* **TASK GOAL**
Look for the word "grass" in the entries and copy every line where it shows up.

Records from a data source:
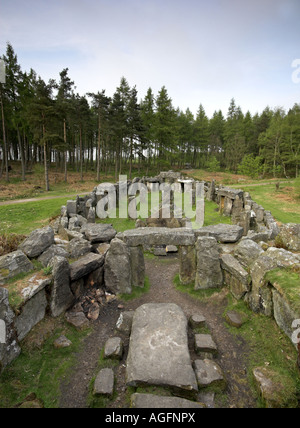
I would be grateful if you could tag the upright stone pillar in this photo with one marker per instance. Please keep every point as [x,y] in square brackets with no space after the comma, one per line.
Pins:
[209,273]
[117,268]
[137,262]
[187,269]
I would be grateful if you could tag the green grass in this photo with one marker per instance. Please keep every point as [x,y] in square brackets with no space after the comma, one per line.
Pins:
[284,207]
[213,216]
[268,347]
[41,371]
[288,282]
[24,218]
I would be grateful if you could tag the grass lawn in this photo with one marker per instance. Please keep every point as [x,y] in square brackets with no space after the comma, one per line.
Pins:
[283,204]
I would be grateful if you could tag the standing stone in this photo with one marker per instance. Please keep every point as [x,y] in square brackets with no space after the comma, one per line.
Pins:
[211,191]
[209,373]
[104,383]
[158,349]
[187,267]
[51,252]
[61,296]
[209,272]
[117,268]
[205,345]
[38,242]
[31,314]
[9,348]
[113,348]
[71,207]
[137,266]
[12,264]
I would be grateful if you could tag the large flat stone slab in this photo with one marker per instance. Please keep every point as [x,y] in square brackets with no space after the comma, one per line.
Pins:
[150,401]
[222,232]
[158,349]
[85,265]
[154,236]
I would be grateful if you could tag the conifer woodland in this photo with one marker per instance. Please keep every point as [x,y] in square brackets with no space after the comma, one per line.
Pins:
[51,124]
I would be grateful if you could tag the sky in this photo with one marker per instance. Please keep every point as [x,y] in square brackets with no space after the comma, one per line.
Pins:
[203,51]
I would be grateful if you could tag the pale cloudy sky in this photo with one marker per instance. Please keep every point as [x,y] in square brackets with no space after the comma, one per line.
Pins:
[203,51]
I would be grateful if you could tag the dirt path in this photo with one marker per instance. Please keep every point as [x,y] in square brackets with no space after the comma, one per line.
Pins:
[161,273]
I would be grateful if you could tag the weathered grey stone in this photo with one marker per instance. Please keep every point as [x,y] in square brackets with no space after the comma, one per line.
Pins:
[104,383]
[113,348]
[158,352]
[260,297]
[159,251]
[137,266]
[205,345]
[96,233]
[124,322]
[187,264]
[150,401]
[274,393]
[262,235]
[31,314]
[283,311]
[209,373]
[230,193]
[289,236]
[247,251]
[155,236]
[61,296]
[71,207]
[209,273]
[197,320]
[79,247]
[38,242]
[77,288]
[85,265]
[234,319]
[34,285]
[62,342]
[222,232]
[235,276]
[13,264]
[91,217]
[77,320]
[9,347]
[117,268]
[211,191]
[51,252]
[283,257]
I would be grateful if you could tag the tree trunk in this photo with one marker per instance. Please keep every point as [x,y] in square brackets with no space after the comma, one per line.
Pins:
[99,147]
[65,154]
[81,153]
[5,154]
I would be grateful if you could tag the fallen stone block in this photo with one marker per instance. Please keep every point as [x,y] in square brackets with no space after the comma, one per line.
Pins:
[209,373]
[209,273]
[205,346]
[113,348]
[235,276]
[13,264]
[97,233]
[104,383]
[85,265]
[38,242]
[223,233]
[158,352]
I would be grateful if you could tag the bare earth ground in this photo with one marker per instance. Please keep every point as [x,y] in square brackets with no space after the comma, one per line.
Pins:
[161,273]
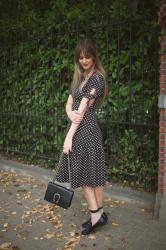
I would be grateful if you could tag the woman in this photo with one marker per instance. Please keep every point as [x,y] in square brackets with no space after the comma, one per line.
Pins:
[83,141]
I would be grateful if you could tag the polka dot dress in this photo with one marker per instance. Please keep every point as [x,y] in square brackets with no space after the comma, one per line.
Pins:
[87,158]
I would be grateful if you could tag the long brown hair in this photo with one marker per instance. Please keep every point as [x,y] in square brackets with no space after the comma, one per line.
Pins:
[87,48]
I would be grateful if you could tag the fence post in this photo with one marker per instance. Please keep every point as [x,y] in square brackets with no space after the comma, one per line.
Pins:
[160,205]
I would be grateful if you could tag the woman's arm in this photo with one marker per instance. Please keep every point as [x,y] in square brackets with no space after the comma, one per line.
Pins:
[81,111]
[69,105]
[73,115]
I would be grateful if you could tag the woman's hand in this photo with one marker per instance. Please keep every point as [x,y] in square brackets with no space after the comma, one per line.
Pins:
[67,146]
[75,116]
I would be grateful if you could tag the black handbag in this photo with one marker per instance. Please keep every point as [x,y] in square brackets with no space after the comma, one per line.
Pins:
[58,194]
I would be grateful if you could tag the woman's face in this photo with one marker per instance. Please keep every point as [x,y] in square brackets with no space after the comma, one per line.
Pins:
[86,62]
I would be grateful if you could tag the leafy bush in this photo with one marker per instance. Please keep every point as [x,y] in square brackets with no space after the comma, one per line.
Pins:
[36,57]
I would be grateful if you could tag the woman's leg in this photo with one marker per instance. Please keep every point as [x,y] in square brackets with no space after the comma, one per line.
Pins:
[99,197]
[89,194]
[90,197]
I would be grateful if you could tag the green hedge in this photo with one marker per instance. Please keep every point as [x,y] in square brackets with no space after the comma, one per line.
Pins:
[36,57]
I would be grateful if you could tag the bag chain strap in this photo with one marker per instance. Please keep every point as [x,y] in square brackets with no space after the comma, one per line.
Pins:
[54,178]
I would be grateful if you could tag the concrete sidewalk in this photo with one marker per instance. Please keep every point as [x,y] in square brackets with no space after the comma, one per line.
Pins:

* **REPLY**
I would be grateful if you could tag the green grass in this photo with one marker per instance. Please keep every point as [x,y] in square brackets with no space after the comma, one per line.
I would be grateful if you could tag the grass lawn in this photo with one marker per instance. Please keep every point as [x,y] in square brackets with no space after the comma, one per line.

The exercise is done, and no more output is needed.